** Opening GIVEN DATA block **

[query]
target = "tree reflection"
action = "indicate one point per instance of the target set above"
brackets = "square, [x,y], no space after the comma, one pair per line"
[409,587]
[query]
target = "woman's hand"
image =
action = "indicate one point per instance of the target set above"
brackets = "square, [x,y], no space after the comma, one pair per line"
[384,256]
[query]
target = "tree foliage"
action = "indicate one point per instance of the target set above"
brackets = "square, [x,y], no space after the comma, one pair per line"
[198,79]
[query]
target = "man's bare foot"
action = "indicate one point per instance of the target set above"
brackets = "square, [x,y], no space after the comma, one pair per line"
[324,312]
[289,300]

** Closing GIVEN DATA block **
** Opening GIVEN DATA block **

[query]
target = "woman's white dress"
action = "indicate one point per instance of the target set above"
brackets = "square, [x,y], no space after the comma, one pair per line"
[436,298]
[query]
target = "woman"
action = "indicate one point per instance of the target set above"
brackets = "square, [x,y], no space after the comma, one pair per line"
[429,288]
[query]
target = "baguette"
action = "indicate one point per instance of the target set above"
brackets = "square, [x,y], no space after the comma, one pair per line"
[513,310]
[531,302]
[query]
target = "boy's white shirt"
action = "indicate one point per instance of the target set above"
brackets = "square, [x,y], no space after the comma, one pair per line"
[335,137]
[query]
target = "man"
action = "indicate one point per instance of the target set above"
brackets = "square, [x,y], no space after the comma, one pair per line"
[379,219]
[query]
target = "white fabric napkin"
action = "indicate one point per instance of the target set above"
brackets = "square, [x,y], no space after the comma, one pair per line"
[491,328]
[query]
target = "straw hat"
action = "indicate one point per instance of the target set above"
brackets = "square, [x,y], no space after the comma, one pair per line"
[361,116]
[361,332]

** Closing GIVEN DATA block **
** Opening GIVEN DATA block **

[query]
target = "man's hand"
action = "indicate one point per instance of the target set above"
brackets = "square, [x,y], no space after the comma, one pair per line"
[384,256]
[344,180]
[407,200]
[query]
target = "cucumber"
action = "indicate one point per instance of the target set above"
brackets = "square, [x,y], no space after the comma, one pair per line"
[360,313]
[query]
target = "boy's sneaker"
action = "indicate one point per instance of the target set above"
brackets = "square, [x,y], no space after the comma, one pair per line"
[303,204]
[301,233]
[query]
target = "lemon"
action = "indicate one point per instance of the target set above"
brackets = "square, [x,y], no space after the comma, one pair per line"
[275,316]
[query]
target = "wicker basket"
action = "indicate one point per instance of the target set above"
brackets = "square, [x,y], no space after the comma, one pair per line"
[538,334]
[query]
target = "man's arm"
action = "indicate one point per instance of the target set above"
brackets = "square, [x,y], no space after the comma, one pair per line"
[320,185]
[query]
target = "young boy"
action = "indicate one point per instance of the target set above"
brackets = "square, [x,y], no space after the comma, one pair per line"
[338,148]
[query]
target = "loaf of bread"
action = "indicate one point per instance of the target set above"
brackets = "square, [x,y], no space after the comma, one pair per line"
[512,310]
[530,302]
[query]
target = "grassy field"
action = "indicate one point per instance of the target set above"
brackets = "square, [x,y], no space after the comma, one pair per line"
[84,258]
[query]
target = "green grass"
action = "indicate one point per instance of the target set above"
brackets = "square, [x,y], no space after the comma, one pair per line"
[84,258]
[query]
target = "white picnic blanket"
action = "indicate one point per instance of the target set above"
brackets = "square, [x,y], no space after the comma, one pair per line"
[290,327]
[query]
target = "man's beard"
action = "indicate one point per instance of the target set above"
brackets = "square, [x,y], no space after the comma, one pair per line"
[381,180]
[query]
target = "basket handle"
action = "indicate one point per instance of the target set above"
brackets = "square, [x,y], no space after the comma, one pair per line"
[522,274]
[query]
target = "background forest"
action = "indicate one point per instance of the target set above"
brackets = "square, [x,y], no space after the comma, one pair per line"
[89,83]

** Closing GIVEN DATA block **

PROBLEM STATEMENT:
Respond with only the number of lines in the records that include the word "woman".

RESULT OF THIS EXERCISE:
3